У нас информатизация медицины находится на непозволительно низком уровне для цивилизованной страны. Выделяются деньги по федеральным программам, но они растворяются как капля в море. И это происходит не потому, что сейчас все так плохо, а потому, что десятилетиями на информатизацию медицины тратится очень мало денег.

РЕПУТАЦИЯ ДОРОЖЕ ДЕНЕГ

— Расскажите о себе и своей семье.

— Моя супруга — химик-технолог. У меня растет маленькая дочка, и есть два сына. Одному 12 лет, другому 23.

«За свои два года жизни она (дочка) уже четыре раза была в Италии»
«За свои два года жизни она (дочка) уже четыре раза была в Италии»

— Старший у вас в компании не работает?

— Нет, он живет в Москве со своей мамой. Но его профильное образование дает ему возможность стать «айтишником», было бы желание.

| ЗАДАНИЯ |
a) Ответьте по фрагменту текста:
(i) Почему, по словам собеседника, деньги на информатизацию медицины растворяются как капля в море?
(ii) Какая профессия у его супруги?
(iii) Где и с кем живет его старший сын?
b) Продолжите фрагмент интервью после последней реплики собеседника.

| ИСХОДНЫЕ ДАННЫЕ |
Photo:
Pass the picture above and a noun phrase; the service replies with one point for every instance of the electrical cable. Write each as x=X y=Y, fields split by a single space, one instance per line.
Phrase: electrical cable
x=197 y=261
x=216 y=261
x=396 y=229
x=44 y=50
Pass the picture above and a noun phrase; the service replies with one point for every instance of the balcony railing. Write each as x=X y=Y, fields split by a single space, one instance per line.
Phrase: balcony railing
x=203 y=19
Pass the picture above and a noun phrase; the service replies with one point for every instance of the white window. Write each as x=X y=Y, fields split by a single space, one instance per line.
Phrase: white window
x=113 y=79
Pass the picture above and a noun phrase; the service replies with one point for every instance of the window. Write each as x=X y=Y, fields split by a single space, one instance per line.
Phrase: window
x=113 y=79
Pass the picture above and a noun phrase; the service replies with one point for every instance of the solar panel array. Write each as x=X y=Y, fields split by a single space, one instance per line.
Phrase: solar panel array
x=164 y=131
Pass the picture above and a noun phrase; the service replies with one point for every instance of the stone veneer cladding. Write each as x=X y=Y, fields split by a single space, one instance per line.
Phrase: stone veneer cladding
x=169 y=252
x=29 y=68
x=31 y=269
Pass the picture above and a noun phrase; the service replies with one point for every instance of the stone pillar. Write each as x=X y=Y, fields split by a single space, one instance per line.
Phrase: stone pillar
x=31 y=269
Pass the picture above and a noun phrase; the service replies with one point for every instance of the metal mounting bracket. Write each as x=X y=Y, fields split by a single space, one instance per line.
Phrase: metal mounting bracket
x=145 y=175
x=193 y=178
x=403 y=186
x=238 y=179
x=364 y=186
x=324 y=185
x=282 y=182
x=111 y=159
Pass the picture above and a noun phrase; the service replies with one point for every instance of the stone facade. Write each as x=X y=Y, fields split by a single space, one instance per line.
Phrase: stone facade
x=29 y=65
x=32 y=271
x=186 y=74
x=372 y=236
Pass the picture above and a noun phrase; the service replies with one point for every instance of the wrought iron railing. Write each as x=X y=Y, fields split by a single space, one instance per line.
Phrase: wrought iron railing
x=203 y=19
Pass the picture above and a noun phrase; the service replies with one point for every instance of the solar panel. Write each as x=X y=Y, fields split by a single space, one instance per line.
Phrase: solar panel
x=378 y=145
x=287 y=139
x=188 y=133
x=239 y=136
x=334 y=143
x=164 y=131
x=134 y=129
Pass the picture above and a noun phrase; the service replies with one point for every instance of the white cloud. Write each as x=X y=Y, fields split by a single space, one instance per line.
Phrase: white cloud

| ОТВЕТЫ ПО ПОРЯДКУ |
a)
(i) Потому что на информатизацию медицины десятилетиями тратится очень мало денег.
(ii) Химик-технолог.
(iii) В Москве, со своей мамой.

b)
— А вообще, вы планировали работать в папиной компании, ведь карьеру свою вы начинали в Москве?

— Я окончил МИФИ и 10 лет потратил на достижение своего профессионального уровня, работая в крупных российских компаниях. Руководство ГК «АйТи», где я работал, решило в Казани создать полномасштабный филиал, и так как это мой родной город, поехал я. Создал филиал, проработал там четыре года, а потом захотелось самостоятельности. И папина компания, точнее только юрлицо, стало моей дальнейшей площадкой развития.

«Меня очень привлекает Старая Европа. Самая дальняя точка, где я был, — тропический остров Хайнань»
«Меня очень привлекает Старая Европа. Самая дальняя точка, где я был, — тропический остров Хайнань»

— А чем вы любите заниматься в свободное время?

— Путешествовать. Меня очень привлекает Старая Европа. Самая дальняя точка, где я был, — тропический остров Хайнань. Хочется побывать на северо-западном побережье Франции. Мы много где бываем с супругой и возим свою маленькую дочку. За свои два года жизни она уже четыре раза была в Италии.

— И последний наш традиционный вопрос: три секрета успеха в бизнесе. В чем они, по-вашему, заключаются?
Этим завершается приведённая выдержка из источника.